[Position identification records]
++++

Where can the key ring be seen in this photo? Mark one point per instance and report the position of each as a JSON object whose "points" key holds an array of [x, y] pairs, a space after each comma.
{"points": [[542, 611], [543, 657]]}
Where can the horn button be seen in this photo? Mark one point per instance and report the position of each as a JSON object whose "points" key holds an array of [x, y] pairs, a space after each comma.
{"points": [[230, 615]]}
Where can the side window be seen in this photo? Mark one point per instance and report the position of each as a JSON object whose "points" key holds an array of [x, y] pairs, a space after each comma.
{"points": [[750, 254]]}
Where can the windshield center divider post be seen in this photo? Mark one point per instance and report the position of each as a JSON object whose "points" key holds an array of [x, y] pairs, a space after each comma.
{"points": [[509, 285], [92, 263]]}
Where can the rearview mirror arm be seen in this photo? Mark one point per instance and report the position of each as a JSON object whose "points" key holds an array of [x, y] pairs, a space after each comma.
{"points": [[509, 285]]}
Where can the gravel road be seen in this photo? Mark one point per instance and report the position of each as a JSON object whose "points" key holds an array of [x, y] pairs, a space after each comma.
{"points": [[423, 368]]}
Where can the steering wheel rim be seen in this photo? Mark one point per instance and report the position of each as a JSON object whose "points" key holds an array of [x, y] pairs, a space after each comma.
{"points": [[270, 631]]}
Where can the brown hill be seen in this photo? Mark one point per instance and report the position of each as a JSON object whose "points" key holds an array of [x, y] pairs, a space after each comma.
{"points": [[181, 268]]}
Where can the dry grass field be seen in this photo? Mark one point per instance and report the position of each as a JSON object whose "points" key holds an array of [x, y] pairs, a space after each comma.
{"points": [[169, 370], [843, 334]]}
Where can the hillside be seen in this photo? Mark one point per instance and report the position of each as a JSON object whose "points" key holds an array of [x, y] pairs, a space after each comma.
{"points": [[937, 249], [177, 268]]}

++++

Give back exactly the lines that run from the line with "Where can the brown" through the close of the material, counting both ends, and nothing more.

* Correct answer *
Where can the brown hill be seen in this photo? Mark one point per instance and report the position of each as a JSON object whose "points" key holds an array of [x, y] pairs, a space after each comma.
{"points": [[181, 268]]}
Where can the dry grass field be seen in this photo? Mark one point per instance and report the position of each as a JSON object whose "points" key holds an array of [x, y] pairs, a space after each comma.
{"points": [[169, 370], [843, 334]]}
Where can the hillside be seen in this photo? Mark one point per instance and report the position of each as a JSON object whose "points" key holds an array of [x, y] pairs, a space after each comma.
{"points": [[937, 249], [177, 268]]}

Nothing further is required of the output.